#### [Фрагмент страницы]
"""

Не будем умножать этих примеров, считая, что и приведенных достаточно. Они с полной очевидностью свидетельствуют о том, что всякая грамматическая категория не есть категория предметного мышления, но категория общения и понимания, т. е. категория выставления предмета в том или ином свете, с точки зрения той или иной смысловой подачи, категория специализации и конкретизации предмета, предпринимаемой в целях сообщения этого предмета другому сознанию. Обычно думают, что предмет сам по себе и предмет сообщаемый есть одно и то же, но это значит сводить конкретное общение людей к отвлеченной мыслимости предметов, уничтожать самое специфику общения и разрушать основную для языка коммуникативную функцию. На самом же деле акт общения и понимания есть специфический акт, отличный от простого акта полагания предметов. И если коммуникативная функция на самом деле, а не только на словах есть нечто специфическое, то необходимо указать, чем отличается коммуникация от простой и отвлеченной мыслимости и чем конкретно отличается в языке предмет объективно-мыслимый и предмет сообщаемый, предмет так или иначе понимаемый.
В-третьих, только теперь мы можем поставить вопрос о подлинном размежевании логических и грамматических категорий в номинативном предложении. Как очевидно, это размежевание впервые делается здесь возможным потому, что грамматические категории впервые только здесь избавляются от своего частного вида и частичного функционирования, впервые становятся общими, охватывающими все частности и потому впервые становятся самими собой.
Пока части речи различались очень плохо и пока члены предложения не были вполне дифференцированы, трудно было говорить о законченном предложении. Даже в зргативном строе, не говоря уже о предшествующих строях, эргативный падеж - подлежащее многие толкуют как дополнение, а глагол - сказуемое, в котором не различаются залоги, в сущности очень мало похож на глагол в теперешнем понимании и тоже весьма близок к имени. Ведь если строение имеет активный смысл, а встроенность" - пассивный, то "строй" не имеет ни активного, ни пассивного смысла, а есть существительное беззалоговое. Несомненно, к этим беззалоговым именам и приближается эргативное сказуемое. В локативном строе подлежащее тоже почти неотличимо от наречия, а в аффективном - от косвенного дополнения и т. д. и т. д. Таким образом, только в номинативном предложении подлежащее есть именно подлежащее и ничто другое, а сказуемое есть именно сказуемое и ничто другое.
Прибавим к этому, что не только в смысле обобщенности грамматические категории становятся здесь самими собой, но и в смысле своей интерпретативности. Если мы говорили, что в именительном падеже А рассматривается именно как А, то это мы говорили здесь не о чем ином, как именно о понимании: в именительном падеже А понимается как А. И если мы говорили о самотождестве объекта в номинативном предложении, то теперь уже ясно, что мы здесь имели в виду именно понимание объекта как объекта.

"""

#### [Фрагмент источника]
"""

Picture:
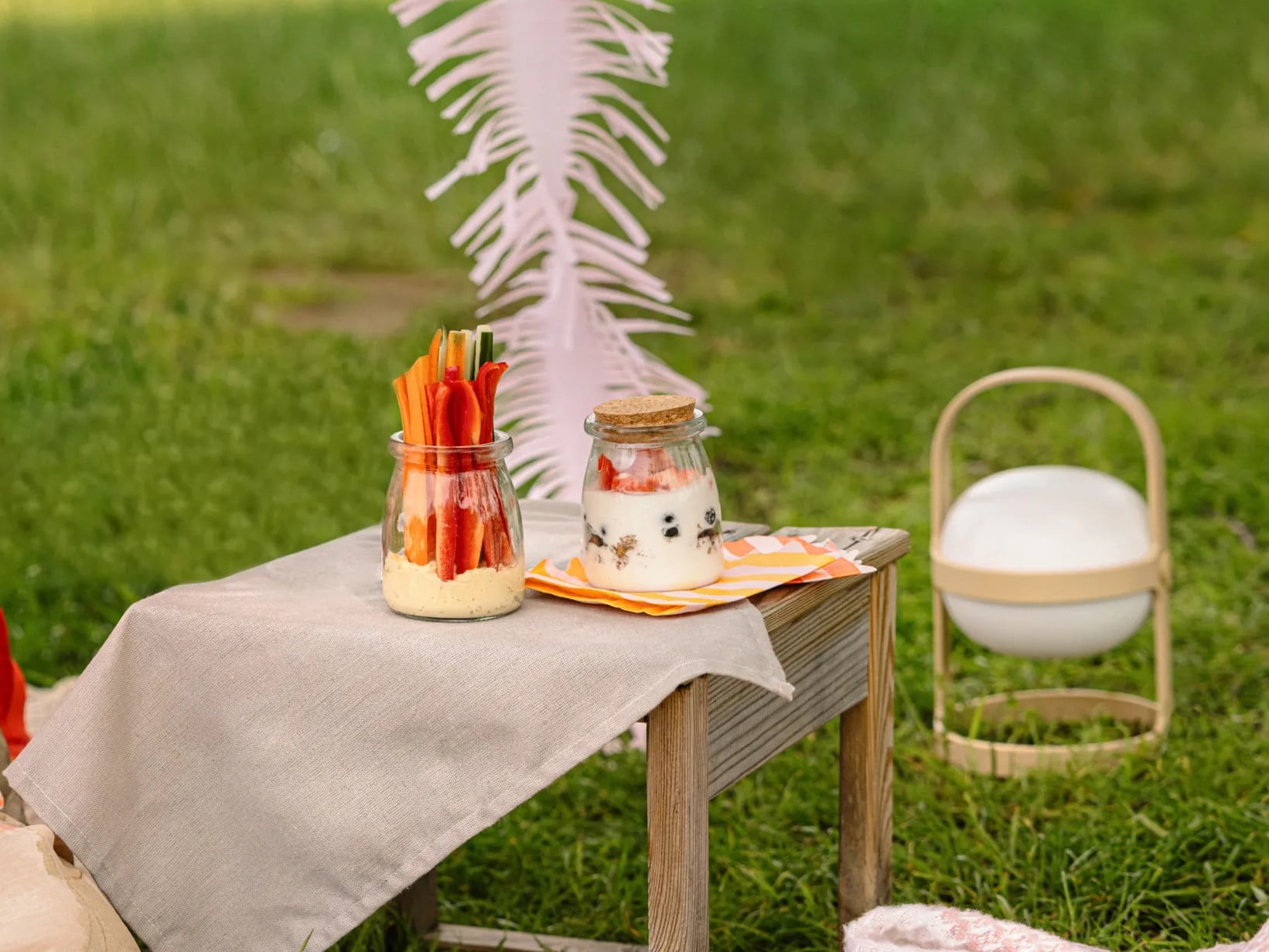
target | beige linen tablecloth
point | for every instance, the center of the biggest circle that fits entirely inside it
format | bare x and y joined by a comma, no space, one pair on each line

"""

#### [Ваша задача]
Продолжите текст о грамматических и логических категориях в номинативном предложении, начав сразу после его последней фразы.

#### [Ответ]
Эти моменты обобщенности и интерпретативности предложения как раз и есть то, что отграничивает предложение от суждения и что является их пограничной линией, их водоразделом. Если мы определили предложение как "А - функция В" (т. е. предложение Человек строит дом есть выражение постройки дома как функции человека), то, в сущности говоря, эта же формула есть и формула суждения с той только разницей, что логическое мышление развивает эту формулу логически и мыслительно, а грамматическое предложение развивает ее интерпретативно.
Действительно, поскольку всякое логическое мышление есть переход от основания к следствию, эта формула. "А - функция В" может явиться суждением только в том случае, если в ней мыслится или, по крайней мере, предполагается то или иное обоснование. Если суждение Человек строит дом есть действительно логическое суждение, а не просто указание на чувственно-материальный факт, то оно должно содержать в себе тот или иной принцип своего собственного обоснования или быть принципом для своего собственного функционирования. Тут могут мыслиться разного рода технические процессы строительства с их трудовым, экономическим, материально-строительным, технологическим, архитектурно-строительным, математическим и всякими иными обоснованиями. Если это суждение не несет в себе никакого подвижного и развивающегося смысла, если оно ни на чем не обосновано и само не является принципом обоснования, то оно вообще не есть суждение, а есть только обозначение слепого, изолированного и никак не осмысленного факта.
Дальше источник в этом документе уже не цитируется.